* 提示文:

☆ ☆ ☆ ☆ ☆

元スパイだったスパイ小説の帝王、ジョン・ル・カレ

昨年12月12日、イギリスのスパイ小説の大家、ジョン・ル・カレが89歳で亡くなりました。日本でよく知られている作品は、古くは1960年代に書かれた『寒い国から帰ってきたスパイ("The Spy Who Came in from the Cold")』、そして『裏切りのサーカス』というタイトルで映画化された『ティンカー、テイラー、ソルジャー、スパイ』あたりでしょうか。英エコノミストに追悼記事が掲載されていました。(以下、引用部分は英エコノミスト 2020年12月16日号 "Obituary: John le Carre"より。)

ジョン・ル・カレの本名はデイヴィッド・コーンウェルで、自らがスパイだった経歴を持っています。

「ところが彼は "サーカス" にそれほど長くいたわけではない。それはほんの数年間で、下級エージェントとして東欧で任務につき、それから(西ドイツの首都だった)ボンの英国大使館で働いていたが、有名な二重スパイ、キム・フィルビーに正体を暴露された。ジョン・ル・カレは、平たくいうとスパイ経験のある作家だ。」
"In fact he had not been in “the circus” for long; just a few years, running low-grade agents into eastern Europe and then working out of the British embassy in Bonn, before Kim Philby, a celebrated double agent, exposed him. He was a writer who, very briefly, had been a spy. "

「サーカス」とは、英国諜報機関のこと。映画『裏切りのサーカス』を観た人なら知っているかな。キム・フィルビーは当時の英国MI6の高官でありながら、実はソ連側のスパイだったという、いわゆる二重スパイ。キム・フィルビ-がジョン・ル・カレ(デイヴィッド・コーンウェル)は諜報部員だとソ連側にばらしたので、カレはスパイを辞めざるをえなくなりました。

さて、『ティンカー、テイラー、ソルジャー、スパイ』の主人公は「ジョージ・スマイリー」という名のスパイで、ジョン・ル・カレの多くの作品に登場する代表的な人物です。どんなキャラクターだったのでしょう。

「小太りで頭ははげかかり、眼鏡をかけたその姿は驚くほど凡庸だが、観察力は鋭く、頭が切れて抜け目がなく、それでいて内向的で、常にきまりの悪い思いをし、自分の服装を場違いだと感じているような男。そのスマイリーが初登場したのは1961年の『死者にかかってきた電話』で、ル・カレが過去に出会った人々を融合させて確立したキャラクターだ。スマイリーは2017年に(ル・カレの最新刊)『スパイたちの遺産』に久しぶりに登場して、印象的な言葉を語っている。」

☆ ☆ ☆ ☆ ☆

* 保存されたデータ項目:

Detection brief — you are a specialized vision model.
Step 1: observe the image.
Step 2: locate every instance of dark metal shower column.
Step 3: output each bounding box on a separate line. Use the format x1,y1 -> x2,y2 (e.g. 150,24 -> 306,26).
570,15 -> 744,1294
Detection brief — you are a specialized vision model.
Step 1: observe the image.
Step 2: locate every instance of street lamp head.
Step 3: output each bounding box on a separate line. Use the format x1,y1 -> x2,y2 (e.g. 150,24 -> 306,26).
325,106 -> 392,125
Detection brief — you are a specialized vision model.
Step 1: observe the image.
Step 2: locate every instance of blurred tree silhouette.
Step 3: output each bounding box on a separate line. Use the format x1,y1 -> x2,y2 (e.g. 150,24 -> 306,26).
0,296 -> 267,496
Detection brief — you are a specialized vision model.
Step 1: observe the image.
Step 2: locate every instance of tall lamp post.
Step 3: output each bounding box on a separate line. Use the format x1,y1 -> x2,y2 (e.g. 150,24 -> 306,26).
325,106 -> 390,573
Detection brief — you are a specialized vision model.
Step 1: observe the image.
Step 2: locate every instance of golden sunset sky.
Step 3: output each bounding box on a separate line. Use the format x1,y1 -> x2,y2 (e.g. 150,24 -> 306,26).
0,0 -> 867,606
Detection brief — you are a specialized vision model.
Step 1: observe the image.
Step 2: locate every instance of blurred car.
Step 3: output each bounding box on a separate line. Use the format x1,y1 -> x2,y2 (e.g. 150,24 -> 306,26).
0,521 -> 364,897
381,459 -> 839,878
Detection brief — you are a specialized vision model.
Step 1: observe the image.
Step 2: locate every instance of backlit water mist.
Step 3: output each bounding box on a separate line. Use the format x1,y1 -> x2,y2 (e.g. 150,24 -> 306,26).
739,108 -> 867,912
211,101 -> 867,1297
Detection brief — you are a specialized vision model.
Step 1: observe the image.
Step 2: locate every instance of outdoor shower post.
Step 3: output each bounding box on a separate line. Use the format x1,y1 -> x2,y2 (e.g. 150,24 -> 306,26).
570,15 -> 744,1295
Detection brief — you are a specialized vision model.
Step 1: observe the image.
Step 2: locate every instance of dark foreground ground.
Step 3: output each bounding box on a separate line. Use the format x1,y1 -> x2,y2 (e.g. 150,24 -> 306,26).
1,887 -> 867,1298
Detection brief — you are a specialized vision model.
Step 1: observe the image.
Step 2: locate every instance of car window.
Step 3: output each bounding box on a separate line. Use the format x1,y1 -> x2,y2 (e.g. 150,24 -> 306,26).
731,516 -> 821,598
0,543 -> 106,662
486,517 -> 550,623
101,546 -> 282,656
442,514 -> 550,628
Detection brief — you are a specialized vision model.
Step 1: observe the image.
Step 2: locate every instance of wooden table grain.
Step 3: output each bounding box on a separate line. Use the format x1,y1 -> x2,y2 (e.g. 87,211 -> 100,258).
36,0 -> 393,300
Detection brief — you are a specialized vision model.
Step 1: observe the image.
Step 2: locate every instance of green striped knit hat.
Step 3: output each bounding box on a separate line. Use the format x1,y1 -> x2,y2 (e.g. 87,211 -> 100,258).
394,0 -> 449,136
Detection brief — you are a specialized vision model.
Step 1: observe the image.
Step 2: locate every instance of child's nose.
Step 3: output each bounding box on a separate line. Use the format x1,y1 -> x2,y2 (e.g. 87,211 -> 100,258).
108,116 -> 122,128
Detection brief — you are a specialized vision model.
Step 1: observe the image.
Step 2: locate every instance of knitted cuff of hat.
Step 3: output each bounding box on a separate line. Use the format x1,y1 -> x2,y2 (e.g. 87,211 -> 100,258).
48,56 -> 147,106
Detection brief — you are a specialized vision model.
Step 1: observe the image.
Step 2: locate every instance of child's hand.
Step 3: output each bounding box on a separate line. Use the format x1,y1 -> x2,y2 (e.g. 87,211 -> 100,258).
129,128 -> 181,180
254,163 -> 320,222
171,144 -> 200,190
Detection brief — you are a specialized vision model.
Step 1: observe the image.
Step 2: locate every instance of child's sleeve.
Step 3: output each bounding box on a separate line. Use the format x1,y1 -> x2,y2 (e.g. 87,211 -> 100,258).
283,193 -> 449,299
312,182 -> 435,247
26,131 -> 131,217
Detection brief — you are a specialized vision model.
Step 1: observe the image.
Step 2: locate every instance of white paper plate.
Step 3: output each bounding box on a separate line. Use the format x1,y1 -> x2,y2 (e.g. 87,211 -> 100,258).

☆ ☆ ☆ ☆ ☆

* 作業指示 1: ジョン・ル・カレを紹介する文章の中で『』に入っている題名を、重複を除いてすべて挙げてください。
* 作業指示 2: ジョン・ル・カレを紹介する文章から、「さて、『ティンカー、テイラー」を含む箇所で始まり「印象的な言葉を語っている。」」の直後で終わる部分を、一字も変えずに返してください。

* 回答 1:
『寒い国から帰ってきたスパイ』
『裏切りのサーカス』
『ティンカー、テイラー、ソルジャー、スパイ』
『死者にかかってきた電話』
『スパイたちの遺産』

* 回答 2:
さて、『ティンカー、テイラー、ソルジャー、スパイ』の主人公は「ジョージ・スマイリー」という名のスパイで、ジョン・ル・カレの多くの作品に登場する代表的な人物です。どんなキャラクターだったのでしょう。

「小太りで頭ははげかかり、眼鏡をかけたその姿は驚くほど凡庸だが、観察力は鋭く、頭が切れて抜け目がなく、それでいて内向的で、常にきまりの悪い思いをし、自分の服装を場違いだと感じているような男。そのスマイリーが初登場したのは1961年の『死者にかかってきた電話』で、ル・カレが過去に出会った人々を融合させて確立したキャラクターだ。スマイリーは2017年に(ル・カレの最新刊)『スパイたちの遺産』に久しぶりに登場して、印象的な言葉を語っている。」